I think the truth is somewhere in the middle. The Euro carriers have brought profitability of short-haul up a bit. It's nowhere near the profitability of, say, US domestic. (Europe hasn't seen the kind of consolidation as the US, but that's another topic.)

Most likely, few of BA's short haul routes earn the ROI which IAG desires to attain overall. Short haul isn't the total cost center it used to be ten years ago anymore. Better load factors (until early this year) have contributed to that. But it's stil sort of a hybrid cost model. BA would have fewer short-haul routes if there wasn't that feeder aspect towards high-margin long-haul traffic.
Sorry, just wanted to clarify my comments a little.

Post-COVID-19, clearly the current mostly short-haul operation isn’t covering the costs of the whole airline. I don’t know if each route works standalone, but I’d argue that’s not that important in the current environment. They have fixed costs which they’re working to get down but need to be super flexible about maximising revenue.

________________

* [The problem] Can you continue the comments on BA's short-haul profitability from the point where they stop? The records after this point are unrelated to the BA short-haul comments above.

________________

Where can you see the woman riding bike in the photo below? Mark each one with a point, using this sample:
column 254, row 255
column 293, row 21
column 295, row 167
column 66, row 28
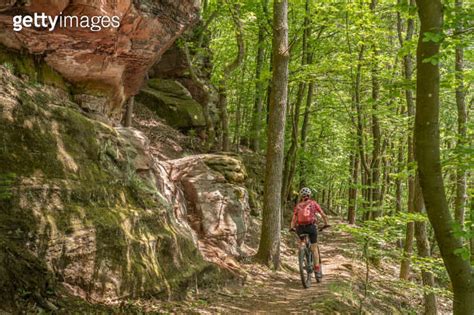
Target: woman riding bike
column 304, row 222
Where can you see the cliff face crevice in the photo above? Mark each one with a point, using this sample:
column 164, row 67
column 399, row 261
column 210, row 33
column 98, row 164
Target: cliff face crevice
column 111, row 63
column 79, row 206
column 94, row 211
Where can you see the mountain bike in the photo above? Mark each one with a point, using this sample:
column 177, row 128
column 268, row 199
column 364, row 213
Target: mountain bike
column 305, row 260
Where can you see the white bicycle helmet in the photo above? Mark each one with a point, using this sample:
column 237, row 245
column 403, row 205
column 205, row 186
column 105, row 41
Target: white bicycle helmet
column 305, row 192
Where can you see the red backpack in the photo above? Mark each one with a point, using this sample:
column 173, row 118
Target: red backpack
column 304, row 215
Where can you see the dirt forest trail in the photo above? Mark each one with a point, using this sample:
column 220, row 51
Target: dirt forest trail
column 341, row 291
column 281, row 292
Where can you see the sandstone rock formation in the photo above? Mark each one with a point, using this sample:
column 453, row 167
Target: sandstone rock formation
column 110, row 63
column 86, row 208
column 217, row 204
column 172, row 102
column 81, row 206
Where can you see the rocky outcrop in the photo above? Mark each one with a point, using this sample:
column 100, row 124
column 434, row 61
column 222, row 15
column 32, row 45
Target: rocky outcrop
column 109, row 64
column 83, row 206
column 94, row 211
column 172, row 102
column 217, row 204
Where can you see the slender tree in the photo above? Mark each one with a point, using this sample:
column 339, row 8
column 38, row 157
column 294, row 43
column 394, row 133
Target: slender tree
column 407, row 71
column 269, row 247
column 427, row 154
column 460, row 201
column 258, row 105
column 228, row 69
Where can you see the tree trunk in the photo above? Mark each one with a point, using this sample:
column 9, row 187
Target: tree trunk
column 290, row 161
column 352, row 209
column 460, row 201
column 305, row 128
column 210, row 131
column 257, row 110
column 408, row 70
column 228, row 69
column 427, row 153
column 423, row 247
column 376, row 134
column 398, row 181
column 269, row 247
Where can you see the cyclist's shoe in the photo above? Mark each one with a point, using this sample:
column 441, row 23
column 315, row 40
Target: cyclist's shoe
column 317, row 271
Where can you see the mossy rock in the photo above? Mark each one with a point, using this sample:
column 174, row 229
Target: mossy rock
column 32, row 66
column 172, row 102
column 74, row 209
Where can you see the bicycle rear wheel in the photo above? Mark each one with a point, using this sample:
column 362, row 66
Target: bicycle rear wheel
column 318, row 278
column 306, row 268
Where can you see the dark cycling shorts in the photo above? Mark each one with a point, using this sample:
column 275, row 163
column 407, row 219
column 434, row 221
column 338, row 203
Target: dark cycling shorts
column 309, row 229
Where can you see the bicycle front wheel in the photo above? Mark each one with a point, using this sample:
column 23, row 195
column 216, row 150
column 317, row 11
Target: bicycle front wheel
column 305, row 264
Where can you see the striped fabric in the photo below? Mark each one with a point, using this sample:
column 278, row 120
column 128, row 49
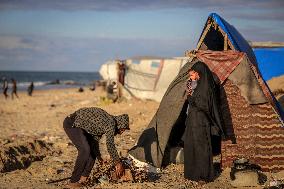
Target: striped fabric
column 256, row 129
column 222, row 64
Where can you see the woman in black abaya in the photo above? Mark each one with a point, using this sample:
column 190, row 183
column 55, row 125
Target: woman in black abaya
column 203, row 121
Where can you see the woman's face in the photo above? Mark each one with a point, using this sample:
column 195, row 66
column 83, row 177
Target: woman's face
column 193, row 75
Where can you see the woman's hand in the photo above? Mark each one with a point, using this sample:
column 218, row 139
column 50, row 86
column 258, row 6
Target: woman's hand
column 119, row 169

________________

* [Result of this task]
In normal times, from what I understand, it’s marginally profitable. The devil as always is where you allocate the revenue from a ticket that has a longhaul and short haul sector. I have no insight as to how BA do that.

There’s a million ways I could think of doing it, but I’m not sure I fully understand the intricacies of how airlines manage P&Ls by division and route.

​​​​​​​I think it would be fascinating to sit down with PowerBI and have a play with some of their data.